President Obama committed to a new, national effort toward curing cancer in his State of the Union address, saying that he’s putting Vice President Joe Biden in charge of it.
“For the loved ones we’ve all lost, for the family we can still save, let’s make America the country that cures cancer once and for all,” Obama told Congress Tuesday night as he received a standing ovation.
Obama didn’t provide details on the effort, but he charged Biden with leading it, as the vice president has increasingly called for more cancer research after his son Beau died of brain cancer last year. Biden’s lately been talking about a “moon shot” to end cancer, prompting a group of biotech companies, drugmakers, doctors and researchers to form a coalition they’re calling Cancer MoonShot 2020.
“Because he’s gone to the mat for all of us, on so many issues over the past 40 years, I’m putting Joe in charge of mission control,” Obama said.
In a separate online post, Biden outlined two major steps for the initiative: to increase public and private resources to fight cancer and to bring more “cancer fighters” together. The goal, the vice president wrote, is to double the rate of progress being made toward cures for cancer.
“The goal of this initiative — this ‘moonshot’ — is to seize this moment,” Biden wrote. “To accelerate our efforts to progress towards a cure, and to unleash new discoveries and breakthroughs for other deadly diseases.”
Biden said he’s starting things off this Friday by visiting doctors at the University of Pennsylvania medical school and later this month, with meetings with cabinet secretaries about how to further support cancer research.
Medical research has gotten a big boost over the last year, both from the executive branch and from Congress. Early in 2015, Obama announced a precision medicine initiative to gather a huge pool of genetic information researchers can use to develop targeted cures. In the spending agreement Congress agreed to last month, the National Institutes of Health is getting its biggest cash infusion in more than a decade.

» Given entries:
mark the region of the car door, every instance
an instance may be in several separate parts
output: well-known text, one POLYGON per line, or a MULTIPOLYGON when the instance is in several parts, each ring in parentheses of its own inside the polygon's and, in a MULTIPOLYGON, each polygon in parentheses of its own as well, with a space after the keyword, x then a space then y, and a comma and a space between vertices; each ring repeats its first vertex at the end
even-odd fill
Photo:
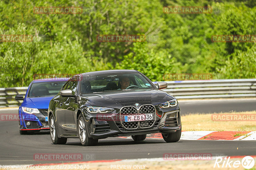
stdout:
MULTIPOLYGON (((72 95, 75 96, 77 94, 77 78, 73 78, 65 85, 62 90, 70 89, 72 95)), ((61 128, 67 132, 76 132, 76 124, 74 119, 75 114, 73 106, 75 103, 76 97, 60 96, 59 103, 59 109, 56 110, 57 120, 61 128)))

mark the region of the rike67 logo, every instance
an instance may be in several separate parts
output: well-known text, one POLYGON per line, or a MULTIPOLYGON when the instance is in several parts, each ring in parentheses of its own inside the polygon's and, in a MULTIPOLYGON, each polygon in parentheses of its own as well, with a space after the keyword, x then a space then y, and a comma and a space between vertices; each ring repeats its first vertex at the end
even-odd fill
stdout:
POLYGON ((240 160, 231 160, 230 157, 227 159, 226 157, 223 159, 219 157, 216 159, 213 167, 234 168, 239 167, 240 165, 245 169, 251 169, 254 166, 255 162, 253 158, 250 156, 246 156, 243 158, 241 161, 240 160))

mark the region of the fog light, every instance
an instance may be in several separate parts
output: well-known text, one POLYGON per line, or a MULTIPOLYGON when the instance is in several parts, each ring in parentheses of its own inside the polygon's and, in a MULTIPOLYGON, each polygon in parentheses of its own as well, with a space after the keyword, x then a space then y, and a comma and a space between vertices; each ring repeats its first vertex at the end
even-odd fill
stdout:
POLYGON ((29 122, 29 121, 28 121, 26 123, 26 125, 27 126, 30 126, 30 125, 31 124, 31 123, 29 122))

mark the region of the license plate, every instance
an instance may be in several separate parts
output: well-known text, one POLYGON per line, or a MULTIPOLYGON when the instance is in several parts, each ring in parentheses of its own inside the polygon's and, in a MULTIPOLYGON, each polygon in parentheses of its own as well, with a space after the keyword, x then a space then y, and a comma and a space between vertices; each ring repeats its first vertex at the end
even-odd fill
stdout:
POLYGON ((126 116, 124 117, 124 122, 125 122, 148 120, 153 119, 153 116, 152 114, 126 116))

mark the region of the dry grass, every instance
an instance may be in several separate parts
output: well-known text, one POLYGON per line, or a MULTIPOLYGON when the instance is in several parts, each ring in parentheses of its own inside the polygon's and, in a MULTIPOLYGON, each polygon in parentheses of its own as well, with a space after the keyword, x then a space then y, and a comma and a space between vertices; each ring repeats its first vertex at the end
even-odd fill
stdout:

» Problems and tasks:
**1.** Summarize the article above on the national cancer initiative in two sentences.
**2.** Transcribe a passage from the article on the national cancer initiative. Begin at the words "Obama didn’t provide" and stop after "cures for cancer.".

» List of solutions:
**1.** In his State of the Union address, President Obama committed to a new national effort to cure cancer and put Vice President Joe Biden in charge of it. In a separate online post, Biden wrote that the initiative aims to double the rate of progress toward cures by increasing public and private resources and bringing more "cancer fighters" together.

**2.**
Obama didn’t provide details on the effort, but he charged Biden with leading it, as the vice president has increasingly called for more cancer research after his son Beau died of brain cancer last year. Biden’s lately been talking about a “moon shot” to end cancer, prompting a group of biotech companies, drugmakers, doctors and researchers to form a coalition they’re calling Cancer MoonShot 2020.
“Because he’s gone to the mat for all of us, on so many issues over the past 40 years, I’m putting Joe in charge of mission control,” Obama said.
In a separate online post, Biden outlined two major steps for the initiative: to increase public and private resources to fight cancer and to bring more “cancer fighters” together. The goal, the vice president wrote, is to double the rate of progress being made toward cures for cancer.